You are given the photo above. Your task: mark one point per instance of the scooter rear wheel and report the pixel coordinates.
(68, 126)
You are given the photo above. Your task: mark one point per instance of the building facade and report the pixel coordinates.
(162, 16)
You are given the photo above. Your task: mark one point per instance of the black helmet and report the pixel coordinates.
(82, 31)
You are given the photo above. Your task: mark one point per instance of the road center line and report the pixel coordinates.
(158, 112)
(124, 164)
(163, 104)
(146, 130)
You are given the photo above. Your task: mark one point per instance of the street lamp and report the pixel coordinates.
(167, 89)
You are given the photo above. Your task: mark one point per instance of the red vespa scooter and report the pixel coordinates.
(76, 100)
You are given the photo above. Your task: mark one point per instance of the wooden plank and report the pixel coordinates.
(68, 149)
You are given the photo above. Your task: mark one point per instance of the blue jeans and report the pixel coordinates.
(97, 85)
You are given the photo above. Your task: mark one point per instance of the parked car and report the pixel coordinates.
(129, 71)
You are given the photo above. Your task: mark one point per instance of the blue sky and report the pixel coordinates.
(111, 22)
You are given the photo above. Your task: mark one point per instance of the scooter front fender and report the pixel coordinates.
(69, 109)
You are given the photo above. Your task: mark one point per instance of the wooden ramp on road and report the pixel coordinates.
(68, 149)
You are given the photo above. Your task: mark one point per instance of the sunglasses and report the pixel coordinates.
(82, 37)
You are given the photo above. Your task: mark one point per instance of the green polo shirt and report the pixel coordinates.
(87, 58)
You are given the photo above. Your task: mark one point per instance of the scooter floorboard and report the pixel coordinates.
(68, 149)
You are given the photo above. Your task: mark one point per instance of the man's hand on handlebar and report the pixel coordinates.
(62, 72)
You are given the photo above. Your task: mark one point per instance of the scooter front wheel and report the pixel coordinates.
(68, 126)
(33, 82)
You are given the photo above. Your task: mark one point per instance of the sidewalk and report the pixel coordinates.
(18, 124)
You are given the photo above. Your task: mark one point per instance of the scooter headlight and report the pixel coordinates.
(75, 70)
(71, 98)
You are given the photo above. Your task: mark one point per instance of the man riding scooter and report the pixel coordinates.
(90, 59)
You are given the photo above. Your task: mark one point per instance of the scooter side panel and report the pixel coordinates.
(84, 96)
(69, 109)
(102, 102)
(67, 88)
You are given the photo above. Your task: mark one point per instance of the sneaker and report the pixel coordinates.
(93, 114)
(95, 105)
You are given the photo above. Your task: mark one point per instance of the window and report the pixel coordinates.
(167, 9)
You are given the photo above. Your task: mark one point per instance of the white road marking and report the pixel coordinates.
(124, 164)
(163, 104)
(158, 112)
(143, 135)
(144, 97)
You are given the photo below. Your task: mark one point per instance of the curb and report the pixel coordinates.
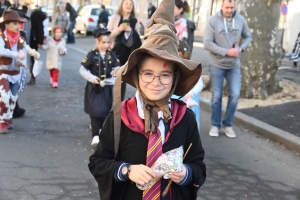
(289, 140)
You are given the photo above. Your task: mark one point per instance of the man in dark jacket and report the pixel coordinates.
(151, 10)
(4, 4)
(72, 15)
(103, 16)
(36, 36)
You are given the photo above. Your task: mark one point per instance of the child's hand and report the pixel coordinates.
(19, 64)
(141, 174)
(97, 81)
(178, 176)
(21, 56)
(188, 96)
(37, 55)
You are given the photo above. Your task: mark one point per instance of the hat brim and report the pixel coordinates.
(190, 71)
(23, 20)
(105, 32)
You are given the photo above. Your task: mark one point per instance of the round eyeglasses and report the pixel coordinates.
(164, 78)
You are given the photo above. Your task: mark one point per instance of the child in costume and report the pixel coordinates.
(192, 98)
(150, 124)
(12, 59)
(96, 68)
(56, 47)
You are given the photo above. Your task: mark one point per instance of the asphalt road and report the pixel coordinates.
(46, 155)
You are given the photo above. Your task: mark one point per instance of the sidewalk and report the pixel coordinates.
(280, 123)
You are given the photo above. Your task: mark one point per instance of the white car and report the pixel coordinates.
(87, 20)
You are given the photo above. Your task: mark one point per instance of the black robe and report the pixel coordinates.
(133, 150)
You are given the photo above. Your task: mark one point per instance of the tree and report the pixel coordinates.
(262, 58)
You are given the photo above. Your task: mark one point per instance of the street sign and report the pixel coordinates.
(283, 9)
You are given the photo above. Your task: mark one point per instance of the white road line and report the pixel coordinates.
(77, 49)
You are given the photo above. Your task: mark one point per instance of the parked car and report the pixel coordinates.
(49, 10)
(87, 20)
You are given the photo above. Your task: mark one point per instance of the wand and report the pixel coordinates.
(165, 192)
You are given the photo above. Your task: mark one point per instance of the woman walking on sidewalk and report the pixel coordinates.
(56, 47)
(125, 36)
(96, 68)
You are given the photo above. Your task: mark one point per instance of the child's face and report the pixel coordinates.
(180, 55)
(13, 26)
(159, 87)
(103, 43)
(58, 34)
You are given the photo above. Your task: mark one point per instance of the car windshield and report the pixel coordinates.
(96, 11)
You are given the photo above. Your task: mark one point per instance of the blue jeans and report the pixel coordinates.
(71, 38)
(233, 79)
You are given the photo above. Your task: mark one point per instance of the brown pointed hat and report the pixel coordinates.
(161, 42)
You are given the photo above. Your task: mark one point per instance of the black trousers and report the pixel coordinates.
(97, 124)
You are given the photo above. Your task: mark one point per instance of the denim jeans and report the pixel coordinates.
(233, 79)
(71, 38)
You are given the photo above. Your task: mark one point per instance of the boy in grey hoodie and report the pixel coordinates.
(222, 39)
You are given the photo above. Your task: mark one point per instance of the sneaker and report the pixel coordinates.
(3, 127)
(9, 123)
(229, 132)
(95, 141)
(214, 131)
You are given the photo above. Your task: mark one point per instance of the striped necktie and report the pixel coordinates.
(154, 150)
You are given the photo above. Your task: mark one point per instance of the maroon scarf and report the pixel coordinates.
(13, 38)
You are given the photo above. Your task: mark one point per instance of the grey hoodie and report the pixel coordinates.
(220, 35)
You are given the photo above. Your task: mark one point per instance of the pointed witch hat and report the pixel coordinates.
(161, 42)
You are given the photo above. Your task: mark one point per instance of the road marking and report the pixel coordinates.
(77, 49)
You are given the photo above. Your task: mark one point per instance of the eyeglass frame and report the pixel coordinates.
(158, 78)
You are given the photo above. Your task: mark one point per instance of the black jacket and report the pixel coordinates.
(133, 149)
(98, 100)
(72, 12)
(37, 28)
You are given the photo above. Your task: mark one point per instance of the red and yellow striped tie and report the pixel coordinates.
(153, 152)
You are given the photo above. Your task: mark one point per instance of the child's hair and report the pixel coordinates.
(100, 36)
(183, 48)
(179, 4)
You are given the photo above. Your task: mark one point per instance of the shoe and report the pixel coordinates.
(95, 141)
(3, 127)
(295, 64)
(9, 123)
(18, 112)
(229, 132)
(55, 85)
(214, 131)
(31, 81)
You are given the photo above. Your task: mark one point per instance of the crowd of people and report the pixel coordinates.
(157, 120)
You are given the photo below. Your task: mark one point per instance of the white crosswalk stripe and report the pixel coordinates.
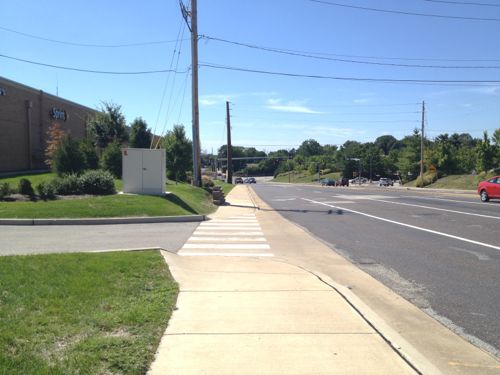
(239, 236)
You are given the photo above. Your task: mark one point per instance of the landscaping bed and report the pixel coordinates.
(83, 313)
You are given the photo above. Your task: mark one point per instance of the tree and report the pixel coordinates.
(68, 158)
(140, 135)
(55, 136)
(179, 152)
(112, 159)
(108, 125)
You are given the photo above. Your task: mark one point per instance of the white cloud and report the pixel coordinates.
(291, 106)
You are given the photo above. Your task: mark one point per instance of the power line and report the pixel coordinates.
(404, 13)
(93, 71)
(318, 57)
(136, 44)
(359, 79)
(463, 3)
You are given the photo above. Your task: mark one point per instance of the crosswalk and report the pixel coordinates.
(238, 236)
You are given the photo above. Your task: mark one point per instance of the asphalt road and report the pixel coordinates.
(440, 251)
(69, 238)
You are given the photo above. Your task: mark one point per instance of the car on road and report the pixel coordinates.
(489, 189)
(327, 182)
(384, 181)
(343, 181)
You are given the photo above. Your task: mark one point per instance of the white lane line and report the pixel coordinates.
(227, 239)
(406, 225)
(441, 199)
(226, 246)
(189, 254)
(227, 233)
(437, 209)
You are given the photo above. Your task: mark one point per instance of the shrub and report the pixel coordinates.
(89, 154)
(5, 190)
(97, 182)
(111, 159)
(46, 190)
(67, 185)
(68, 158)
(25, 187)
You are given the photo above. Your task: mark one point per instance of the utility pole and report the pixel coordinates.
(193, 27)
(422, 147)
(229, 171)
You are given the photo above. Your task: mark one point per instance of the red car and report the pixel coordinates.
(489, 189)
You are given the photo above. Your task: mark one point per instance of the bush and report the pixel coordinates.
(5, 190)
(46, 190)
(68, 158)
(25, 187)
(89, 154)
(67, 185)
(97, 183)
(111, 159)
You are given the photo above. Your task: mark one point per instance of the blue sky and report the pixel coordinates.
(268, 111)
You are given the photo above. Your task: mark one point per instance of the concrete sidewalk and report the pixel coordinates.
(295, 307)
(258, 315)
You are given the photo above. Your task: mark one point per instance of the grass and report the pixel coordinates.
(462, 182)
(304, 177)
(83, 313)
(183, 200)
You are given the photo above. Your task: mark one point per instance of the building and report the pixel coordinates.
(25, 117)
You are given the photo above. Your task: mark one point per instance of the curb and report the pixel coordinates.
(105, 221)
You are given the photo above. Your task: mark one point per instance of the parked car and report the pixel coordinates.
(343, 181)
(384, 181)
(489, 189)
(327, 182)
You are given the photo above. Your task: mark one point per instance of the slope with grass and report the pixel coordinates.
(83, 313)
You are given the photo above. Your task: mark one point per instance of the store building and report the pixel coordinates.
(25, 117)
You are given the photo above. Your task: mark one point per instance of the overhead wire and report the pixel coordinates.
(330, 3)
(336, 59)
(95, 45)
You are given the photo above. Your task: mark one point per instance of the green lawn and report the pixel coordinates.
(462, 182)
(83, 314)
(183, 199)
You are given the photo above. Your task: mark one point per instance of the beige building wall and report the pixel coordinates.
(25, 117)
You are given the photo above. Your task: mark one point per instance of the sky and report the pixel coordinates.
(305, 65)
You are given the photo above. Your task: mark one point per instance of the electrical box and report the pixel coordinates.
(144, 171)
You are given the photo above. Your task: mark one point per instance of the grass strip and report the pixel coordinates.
---------------
Reproduce exactly, with nothing added, the lines from the one that contains "concrete sidewalk and report the pixel coordinates." to the end of the data.

You are given the photo above. Your task: mark one point per instance of the concrete sidewalk and report the pixel coordinates.
(295, 307)
(258, 315)
You are given the photo above. Your task: mark one point per instance of the grass and report the pixel coordinates.
(462, 182)
(304, 177)
(83, 313)
(183, 200)
You are given the photo above. Your task: mark one point per instance of the building and report the pixel coordinates.
(25, 117)
You are given the photo above. Your task: mark one point per instance of the curb and report the pixel coordinates.
(105, 221)
You are given the photo above. Your task: mark one point per instance of the parked car and report the pixel coordinates.
(343, 181)
(384, 181)
(489, 189)
(327, 182)
You are given the photo above. Your task: mark one point per instance of the slope with grass and report the pixel coordinates.
(83, 313)
You are given the photo above. Your task: mark one point per instance of the store building and report the pixel coordinates.
(25, 117)
You are given the photo above. Your task: mark one point per instance of the overhead wire and report the pixel coordinates.
(330, 3)
(336, 59)
(95, 45)
You are given the photo above. Your task: mark one point per instance of the green lawn and report the pixel coordinates.
(462, 182)
(83, 314)
(183, 199)
You are given the photo above. Your task: mark one point per instance of the beige building wall and report the pixel coordinates.
(25, 117)
You are given the photo above. Your task: mark one point per instance of the sky and report the pixel coordinates.
(305, 65)
You are given the photo above. Your task: mark one point per instance of the electrical box and report the pixel coordinates.
(144, 171)
You are given the photo above. Your task: mark one point per instance of the grass strip and report the pixel coordinates.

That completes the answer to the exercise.